- TRECHO:
|---|
Cineclubes: espaços de organização do público e de resistência SVG: calendario Publicada em 29/06/2022 SVG: views 2883 Visualizações

O desenvolvimento do “cinema” em fábricas e laboratórios (iniciativa de empresários como Edison e os Lumière) fez com que este fosse sendo aprimorado como produto de mercado em máquinas ainda rudimentares e em projeções pagas; o cinema se desenvolvia como as relações de produção, visando o lucro. O pesquisador Felipe Macedo definiu como “institucionalização do cinema” o processo iniciado com a proliferação das salas fixas a partir de 1905, os nickelodeons — salas que apresentavam programas sucessivos a preços populares. Esse público em formação, se adaptando à uma linguagem inovadora, pela primeira vez incorporava a mulher e a criança no espaço público. Tido e visto como vulgar e ambiente perigoso pelas elites, esse público era composto basicamente pela classe operária e pelos imigrantes.

No mesmo processo do rápido surgimento e institucionalização do cinema, tendo por marco a sessão dos irmãos Lumiéré do dia 28 de dezembro de 1895 no Salon Indien - Grand Café, e da estruturação progressiva da organização das lutas operárias na França (a Confédération Générale du Travail – CGT criada em setembro de 1895), ocorre o fenômeno da “organização de público” para a apropriação dos filmes enquanto bem comum.

Os espaços de “organização do público” são os cineclubes e estes estão diretamente ligados em sua origem ao movimento operário francês no período de 1895 a 1914. Os militantes do movimento operário (majoritariamente de inspiração anarquista) tomaram consciência para a importância do domínio do cinema e por isso criaram pioneiramente a cooperativa Cinema do Povo, em outubro de 1913. Era a primeira organização que envolveu o domínio do tripé cinematográfico: produção, distribuição e exibição de filmes em um circuito não comercial.

A cooperativa Cinema do Povo desenvolveu práticas cineclubistas com projeções periódicas, debates, conferências e, por fim, buscou a criação de uma produção de cinema própria ligada às necessidades do proletariado. O Cinema do Povo foi uma das primeiras organizações do público estruturada como um cineclube (associação democrática sem fins lucrativos e com o projeto de, através do cinema, garantir ao público acesso e participação na construção de um cinema que o representasse) cujo lema ilustra as tarefas do cineclube: "Divertir, instruir, emancipar."
|---|
- DADOS:

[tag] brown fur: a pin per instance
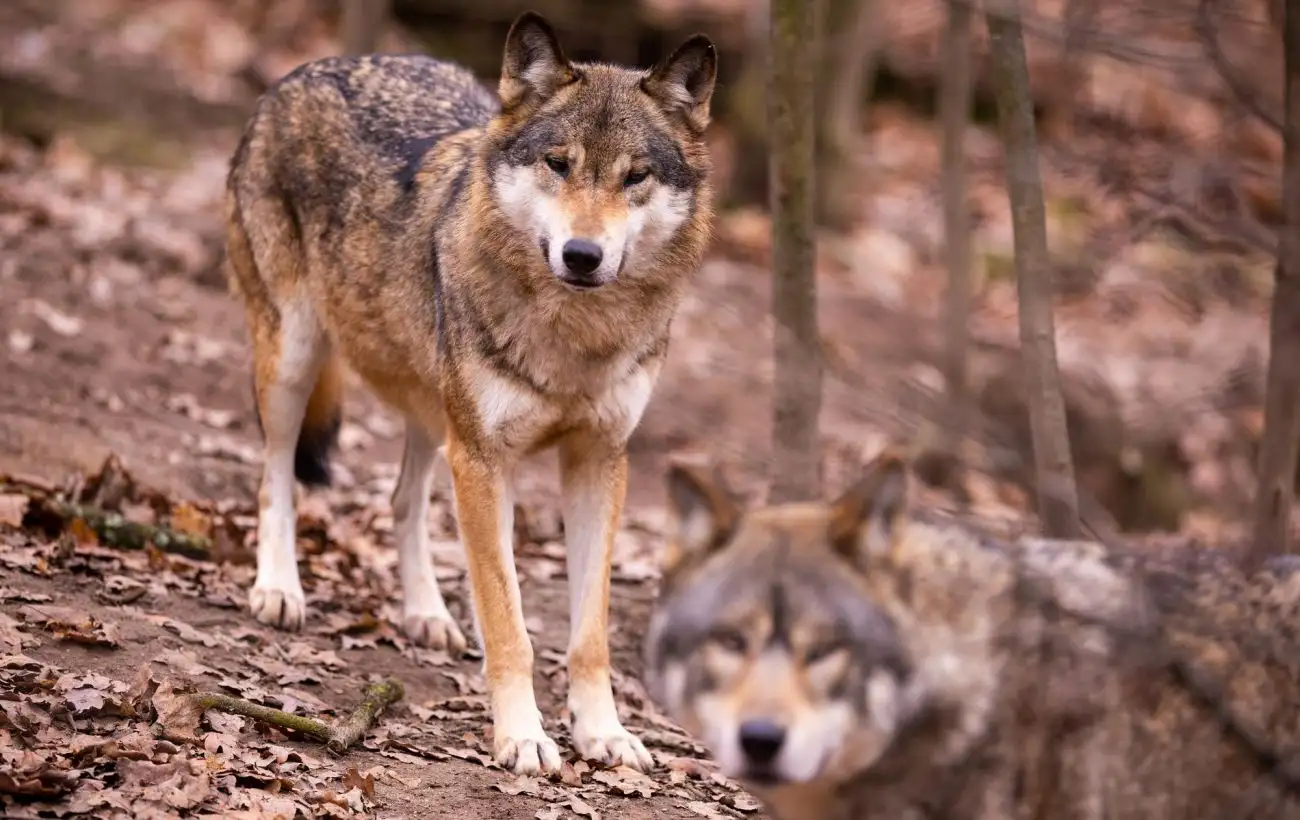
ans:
(976, 680)
(391, 213)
|---|
Indique se cada afirmação a seguir concorda com o texto sobre cineclubes, respondendo sim ou não e citando literalmente as palavras do texto que decidem a questão. 1. A cooperativa Cinema do Povo foi criada em outubro de 1913. 2. O público das primeiras salas fixas era formado sobretudo pelas elites. 3. A CGT foi criada em dezembro de 1895.

1. Sim: “criaram pioneiramente a cooperativa Cinema do Povo, em outubro de 1913”.
2. Não: “esse público era composto basicamente pela classe operária e pelos imigrantes”.
3. Não: “a Confédération Générale du Travail – CGT criada em setembro de 1895”.